> TRAVAIL DEMANDÉ
Citez fidèlement le passage de l'article sur Jarry situé entre « Rencontre avec le » et « comédien qu’humoriste ? », bornes incluses.

:: EXTRAIT

Jarry, symptôme drole, cas atypique !

935100_455808871163893_1398281678_nJarry est l’un des nouveaux visage de l’humour français. Actuellement au théâtre Trévise jusqu’à la fin du mois et ensuite en tournée dans toute la France, il présente son deuxième spectacle « Atypique ». Et il porte bien son nom car Jarry ne ressemble à personne ! Et c’est tant mieux. Il le dit lui même, Jarry serait insupportable dans la vraie vie. Dans la vraie vie, peut-être, mais sur scène, il ne boude pas son plaisir et nous non plus.

Jarry (ou son personnage, qui sait ?) est une véritable boule d’énergie. Il arrive sur la scène comme une jeune fille en fleur, temple d’innocence pour rapidement briser la glace. Il parvient à sortir avec la candeur la plus charmante les blagues les plus salaces qui font scandale dans les chaumières. Mais sa joie de vivre est à toute épreuve  et son optimisme contagieux. Ne manquant jamais d’interragir avec le public, il fait preuve d’une répartie redoutable et tout le monde en prend pour son grade. Sans complexes, sans limites, au delà, d’être atypique, Jarry est unique. Si on certains pourraient être tentés de dire qu’il ne s’agit là que de l’humoriste « pro-mariage pour tous » du moment, il est impossible malgré tout de ne ranger Jarry que dans la case « humoriste LGBT » car son univers va au-delà de toute frontière.

Rencontre avec le bol d’air frais de l’humour français (attention, certaines phrases sont évidemment à prendre au 69ème degrès).

 

Qui es tu ?

Qui je suis ? Je suis un garçon, né prématuré à la suite d’un accident de voiture au mois d’aout, le 5 aout de l’année biiiip 77. Je suis un comédien et je suis amour. Je dois apprendre à répondre à cette question. C’est en cours (rires). Je suis un zébulon. Je suis un jeune dans l’ère du temps. J’aime les gens. J’aime rire, j’aime l’absurde. J’aime que chaque seconde soit un renouveau perpétuel.

Tu te définis plutôt comédien qu’humoriste ?

::::
:: RELEVÉ

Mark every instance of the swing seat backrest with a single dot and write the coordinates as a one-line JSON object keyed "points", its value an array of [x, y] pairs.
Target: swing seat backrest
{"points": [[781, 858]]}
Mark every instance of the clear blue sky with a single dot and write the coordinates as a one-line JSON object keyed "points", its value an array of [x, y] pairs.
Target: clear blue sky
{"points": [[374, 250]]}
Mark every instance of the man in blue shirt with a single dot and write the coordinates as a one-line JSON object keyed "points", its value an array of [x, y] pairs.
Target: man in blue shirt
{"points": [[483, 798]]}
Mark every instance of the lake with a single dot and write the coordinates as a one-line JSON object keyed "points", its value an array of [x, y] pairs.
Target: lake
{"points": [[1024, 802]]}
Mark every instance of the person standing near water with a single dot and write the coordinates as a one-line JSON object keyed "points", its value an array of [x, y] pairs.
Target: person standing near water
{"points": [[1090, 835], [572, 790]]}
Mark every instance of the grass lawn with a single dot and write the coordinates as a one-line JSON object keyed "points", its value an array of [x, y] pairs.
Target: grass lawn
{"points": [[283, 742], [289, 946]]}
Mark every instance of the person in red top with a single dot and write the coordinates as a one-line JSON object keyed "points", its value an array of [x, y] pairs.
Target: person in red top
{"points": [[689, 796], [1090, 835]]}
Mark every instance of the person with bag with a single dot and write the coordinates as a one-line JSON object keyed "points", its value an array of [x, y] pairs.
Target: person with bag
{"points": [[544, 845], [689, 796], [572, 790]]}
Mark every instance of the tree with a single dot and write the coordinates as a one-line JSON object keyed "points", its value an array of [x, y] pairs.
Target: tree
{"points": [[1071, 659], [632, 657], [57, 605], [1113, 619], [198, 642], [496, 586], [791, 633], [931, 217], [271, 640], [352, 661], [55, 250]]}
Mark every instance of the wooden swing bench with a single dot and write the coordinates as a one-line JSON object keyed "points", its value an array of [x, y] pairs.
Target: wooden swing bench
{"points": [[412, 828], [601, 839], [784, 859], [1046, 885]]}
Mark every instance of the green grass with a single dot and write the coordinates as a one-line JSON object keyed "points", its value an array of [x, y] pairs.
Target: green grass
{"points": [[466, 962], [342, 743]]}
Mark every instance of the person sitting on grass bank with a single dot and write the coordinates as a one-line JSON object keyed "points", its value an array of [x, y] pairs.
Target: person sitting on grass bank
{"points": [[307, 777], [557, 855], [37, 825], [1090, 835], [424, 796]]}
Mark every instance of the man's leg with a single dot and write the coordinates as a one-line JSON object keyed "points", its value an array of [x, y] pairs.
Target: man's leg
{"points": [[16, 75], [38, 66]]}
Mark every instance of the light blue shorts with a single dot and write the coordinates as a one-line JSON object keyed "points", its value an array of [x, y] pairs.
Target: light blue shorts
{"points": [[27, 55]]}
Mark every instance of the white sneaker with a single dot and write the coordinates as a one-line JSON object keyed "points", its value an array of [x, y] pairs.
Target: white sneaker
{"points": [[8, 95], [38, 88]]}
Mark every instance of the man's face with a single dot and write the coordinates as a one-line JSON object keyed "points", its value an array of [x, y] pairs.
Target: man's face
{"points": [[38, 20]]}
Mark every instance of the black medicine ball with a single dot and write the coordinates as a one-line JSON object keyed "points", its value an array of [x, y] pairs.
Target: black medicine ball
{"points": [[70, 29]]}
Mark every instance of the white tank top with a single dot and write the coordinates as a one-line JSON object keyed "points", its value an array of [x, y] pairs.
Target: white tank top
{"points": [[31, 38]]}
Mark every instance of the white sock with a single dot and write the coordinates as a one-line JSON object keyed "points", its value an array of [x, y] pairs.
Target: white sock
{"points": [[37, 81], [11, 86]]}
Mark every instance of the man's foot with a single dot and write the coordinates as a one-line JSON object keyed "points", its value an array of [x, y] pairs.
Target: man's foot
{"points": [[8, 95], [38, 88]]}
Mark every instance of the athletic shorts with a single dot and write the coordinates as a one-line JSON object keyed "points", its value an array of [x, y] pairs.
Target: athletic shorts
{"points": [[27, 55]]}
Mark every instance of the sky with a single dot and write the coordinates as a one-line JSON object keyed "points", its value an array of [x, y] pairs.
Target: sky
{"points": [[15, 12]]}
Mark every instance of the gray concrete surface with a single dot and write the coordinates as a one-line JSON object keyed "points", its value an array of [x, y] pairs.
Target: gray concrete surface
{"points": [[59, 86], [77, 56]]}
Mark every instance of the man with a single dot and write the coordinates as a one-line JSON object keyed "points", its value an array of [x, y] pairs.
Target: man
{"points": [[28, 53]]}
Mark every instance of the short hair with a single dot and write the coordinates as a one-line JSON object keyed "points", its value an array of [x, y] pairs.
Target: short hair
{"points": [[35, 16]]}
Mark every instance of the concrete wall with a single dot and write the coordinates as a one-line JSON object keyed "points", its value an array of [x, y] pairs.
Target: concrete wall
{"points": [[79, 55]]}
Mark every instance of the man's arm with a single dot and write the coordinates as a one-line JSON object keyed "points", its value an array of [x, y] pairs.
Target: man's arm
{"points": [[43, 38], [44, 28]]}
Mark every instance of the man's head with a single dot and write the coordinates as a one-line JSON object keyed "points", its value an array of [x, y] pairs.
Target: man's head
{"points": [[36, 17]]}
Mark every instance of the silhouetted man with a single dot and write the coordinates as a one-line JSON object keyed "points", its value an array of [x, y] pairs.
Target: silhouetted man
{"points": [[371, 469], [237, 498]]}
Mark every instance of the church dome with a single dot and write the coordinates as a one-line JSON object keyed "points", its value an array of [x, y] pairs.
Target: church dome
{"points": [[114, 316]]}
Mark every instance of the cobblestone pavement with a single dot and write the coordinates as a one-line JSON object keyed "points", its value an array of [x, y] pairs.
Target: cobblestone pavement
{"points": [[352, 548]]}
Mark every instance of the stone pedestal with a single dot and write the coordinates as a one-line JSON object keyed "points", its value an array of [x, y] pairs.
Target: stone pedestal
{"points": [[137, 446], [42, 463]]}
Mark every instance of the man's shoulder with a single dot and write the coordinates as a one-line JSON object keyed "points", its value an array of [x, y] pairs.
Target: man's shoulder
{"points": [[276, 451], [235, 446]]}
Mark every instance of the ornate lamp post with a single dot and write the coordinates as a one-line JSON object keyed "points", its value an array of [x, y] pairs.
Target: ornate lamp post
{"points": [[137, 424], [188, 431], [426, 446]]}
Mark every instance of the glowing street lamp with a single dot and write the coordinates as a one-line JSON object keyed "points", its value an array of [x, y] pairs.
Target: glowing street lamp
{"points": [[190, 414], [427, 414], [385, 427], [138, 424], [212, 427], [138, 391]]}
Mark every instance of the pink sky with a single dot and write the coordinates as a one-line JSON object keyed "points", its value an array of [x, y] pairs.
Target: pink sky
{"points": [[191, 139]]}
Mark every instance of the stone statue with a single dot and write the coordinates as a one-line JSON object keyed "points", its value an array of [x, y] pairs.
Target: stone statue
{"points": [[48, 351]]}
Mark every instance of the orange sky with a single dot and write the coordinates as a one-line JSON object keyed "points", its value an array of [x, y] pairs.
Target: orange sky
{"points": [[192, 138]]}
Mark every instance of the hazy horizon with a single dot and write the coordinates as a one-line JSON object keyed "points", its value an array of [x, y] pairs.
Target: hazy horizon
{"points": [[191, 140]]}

::::

> CORRIGÉ
Rencontre avec le bol d’air frais de l’humour français (attention, certaines phrases sont évidemment à prendre au 69ème degrès).

 

Qui es tu ?

Qui je suis ? Je suis un garçon, né prématuré à la suite d’un accident de voiture au mois d’aout, le 5 aout de l’année biiiip 77. Je suis un comédien et je suis amour. Je dois apprendre à répondre à cette question. C’est en cours (rires). Je suis un zébulon. Je suis un jeune dans l’ère du temps. J’aime les gens. J’aime rire, j’aime l’absurde. J’aime que chaque seconde soit un renouveau perpétuel.

Tu te définis plutôt comédien qu’humoriste ?